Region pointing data
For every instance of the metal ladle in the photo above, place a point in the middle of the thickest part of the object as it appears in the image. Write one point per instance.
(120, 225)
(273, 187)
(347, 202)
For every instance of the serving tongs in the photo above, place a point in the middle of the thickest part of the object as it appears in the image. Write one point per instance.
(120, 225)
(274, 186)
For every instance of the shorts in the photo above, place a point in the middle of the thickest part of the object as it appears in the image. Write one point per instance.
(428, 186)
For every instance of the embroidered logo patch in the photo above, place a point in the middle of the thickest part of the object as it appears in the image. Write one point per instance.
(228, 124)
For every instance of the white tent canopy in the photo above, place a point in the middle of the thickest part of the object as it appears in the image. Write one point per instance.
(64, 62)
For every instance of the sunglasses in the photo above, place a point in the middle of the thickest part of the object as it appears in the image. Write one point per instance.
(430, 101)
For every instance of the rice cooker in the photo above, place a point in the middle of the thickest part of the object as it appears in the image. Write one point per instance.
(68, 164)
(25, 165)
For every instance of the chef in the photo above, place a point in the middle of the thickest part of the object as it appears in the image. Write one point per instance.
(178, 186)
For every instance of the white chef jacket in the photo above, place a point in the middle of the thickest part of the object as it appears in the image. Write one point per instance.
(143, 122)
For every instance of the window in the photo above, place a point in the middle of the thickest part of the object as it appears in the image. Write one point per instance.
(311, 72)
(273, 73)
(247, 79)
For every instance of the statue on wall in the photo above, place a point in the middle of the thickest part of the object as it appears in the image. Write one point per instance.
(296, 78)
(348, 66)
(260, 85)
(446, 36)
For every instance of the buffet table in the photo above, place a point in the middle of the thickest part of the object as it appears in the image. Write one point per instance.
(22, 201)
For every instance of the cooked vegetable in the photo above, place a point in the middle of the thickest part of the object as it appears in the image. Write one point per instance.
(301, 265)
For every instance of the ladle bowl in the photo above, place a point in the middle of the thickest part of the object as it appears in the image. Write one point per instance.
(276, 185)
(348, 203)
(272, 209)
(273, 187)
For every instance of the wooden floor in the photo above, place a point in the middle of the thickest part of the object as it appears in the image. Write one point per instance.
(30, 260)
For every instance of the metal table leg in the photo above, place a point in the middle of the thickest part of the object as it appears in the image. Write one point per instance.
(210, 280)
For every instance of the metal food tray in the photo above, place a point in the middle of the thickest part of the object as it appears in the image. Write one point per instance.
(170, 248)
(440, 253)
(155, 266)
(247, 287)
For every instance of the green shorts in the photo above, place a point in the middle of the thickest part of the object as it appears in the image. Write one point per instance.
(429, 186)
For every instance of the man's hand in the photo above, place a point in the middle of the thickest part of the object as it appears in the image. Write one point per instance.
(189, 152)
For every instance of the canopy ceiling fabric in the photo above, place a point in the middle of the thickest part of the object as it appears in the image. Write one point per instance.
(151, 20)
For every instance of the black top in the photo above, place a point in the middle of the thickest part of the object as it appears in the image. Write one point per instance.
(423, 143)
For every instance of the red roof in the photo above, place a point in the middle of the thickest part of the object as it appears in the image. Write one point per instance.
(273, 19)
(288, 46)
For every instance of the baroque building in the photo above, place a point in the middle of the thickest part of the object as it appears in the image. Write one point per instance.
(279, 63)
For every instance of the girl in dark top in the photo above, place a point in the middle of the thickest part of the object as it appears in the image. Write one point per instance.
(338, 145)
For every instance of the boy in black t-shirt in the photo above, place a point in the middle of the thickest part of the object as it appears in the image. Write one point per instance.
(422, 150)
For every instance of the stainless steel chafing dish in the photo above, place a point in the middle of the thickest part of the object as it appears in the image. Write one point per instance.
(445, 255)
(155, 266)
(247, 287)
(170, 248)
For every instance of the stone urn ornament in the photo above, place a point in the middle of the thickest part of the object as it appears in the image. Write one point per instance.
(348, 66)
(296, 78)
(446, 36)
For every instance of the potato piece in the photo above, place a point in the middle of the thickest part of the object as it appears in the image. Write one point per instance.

- [WHAT TO DO]: Word for word, quote all of the data above.

- [OUTPUT OF THE TASK]:
For every instance of the metal ladle in the photo above, place a point in the middle of the thickest part of the object as it appears in the image. Write one point per instance.
(120, 225)
(273, 187)
(347, 202)
For every instance of the serving tongs in the photo above, place a point in the middle of the thickest part of the object as it appears in the image. Write one point per instance.
(120, 225)
(274, 186)
For every instance of the shorts in the photo above, place a point in the middle of the thickest part of the object as it appears in the image. Write one point per instance.
(428, 186)
For every instance of the embroidered logo patch in the photo above, place a point in the middle of the thickest part of the object as it appears in the image. Write one point per instance.
(228, 124)
For every instance of the white tent canopy in the photo above, place a point in the middle of the thickest part of the object as it appears in the image. Write one point per instance.
(64, 62)
For every instance of the sunglasses in the photo above, place a point in the middle of the thickest part of the object as it appears in the image. Write one point per instance.
(430, 101)
For every instance of the rice cooker in the photo above, place a point in the middle of the thickest part of the object as it appears in the image. Write one point per instance.
(68, 164)
(25, 165)
For every instance of the chef in the photo above, place a point in the middle of the thickest part of the object as it appears in the image. Write one point per instance.
(178, 186)
For every instance of the white chef jacket in the photo above, place a point in the middle of the thickest part of the object as it appears in the image. Write one point per instance.
(143, 122)
For every instance of the window in the photo above, place a point in the middle of the thickest part of the object as it appears in the image. Write one point per instance.
(311, 72)
(273, 73)
(247, 79)
For every instance of the statue on wall in the photo above, place a point in the middle of the thickest part of the object as it appears in the image. Write one point per instance.
(296, 78)
(348, 66)
(260, 85)
(446, 36)
For every instance of the buffet table in the photo above, place a point in the middle of the thickest part of the object as it appears in the image. Write one point per instance.
(22, 201)
For every instance of the cooked vegetable in the photo above, place a point in the middle of the thickest part of the object as it appears in the image. Write one point per instance.
(301, 265)
For every instance of the ladle bowl in the photo above, place a point in the middle of the thickest part of the object as it appears in the image. Write one point per instance.
(276, 185)
(348, 203)
(272, 209)
(273, 187)
For every instance of the wooden floor in the photo above, place a point in the middle of the thickest part of the object as it appears in the image. Write one point per instance.
(30, 260)
For every instance of the metal table leg in the photo above, place a point in the middle of the thickest part of the object as it appears in the image. Write one point per instance.
(210, 280)
For every instance of the metal food tray in the photo above, place a point in the middle of the thickest part of the object as it appears in the image. Write one point per instance.
(170, 248)
(440, 253)
(155, 266)
(247, 287)
For every instance of the green shorts in the photo above, place a point in the middle of the thickest part of the object as it appears in the image. Write one point per instance.
(429, 186)
For every instance of the man's hand in the photo above, place a point in the middle of the thickest part of the object as it appears in the image. Write one point per instance.
(189, 152)
For every instance of the canopy ceiling fabric in the photo above, place a point in the middle of the thickest part of the object as it appears in the image. Write one point per instance.
(151, 20)
For every instance of the black top in the photo above, place a point in the middle of the thickest part of the object as it appears in the image. Write one point per instance.
(423, 143)
For every instance of the red roof in the photo above, place a point in the middle of the thickest part of the object as it appears in the image. Write one point per instance.
(273, 19)
(288, 46)
For every instance of the baroque building in the photo above, place a point in the middle of the thickest part of the object as it appears in the image. Write one point per instance.
(279, 63)
For every instance of the girl in dark top in the photo above, place a point in the middle of the thickest part of the object as it appears in the image. Write one point per instance.
(338, 145)
For every instance of the boy in black t-shirt in the photo above, place a point in the middle of the thickest part of the object as it appears in the image. Write one point per instance.
(422, 150)
For every instance of the stainless steel chafing dish in the photo above, place a point in the middle of the thickest part of the object as it appears in the image. Write one point per instance.
(445, 255)
(155, 266)
(247, 287)
(170, 248)
For every instance of the stone urn ornament in the photo above, place a point in the middle of the thickest part of the object as it appears in the image. Write one point per instance.
(348, 66)
(296, 78)
(446, 36)
For every instance of the potato piece in the photo above, place a point in the middle of the thickest part of the object as it appears in the image. Write one point per instance.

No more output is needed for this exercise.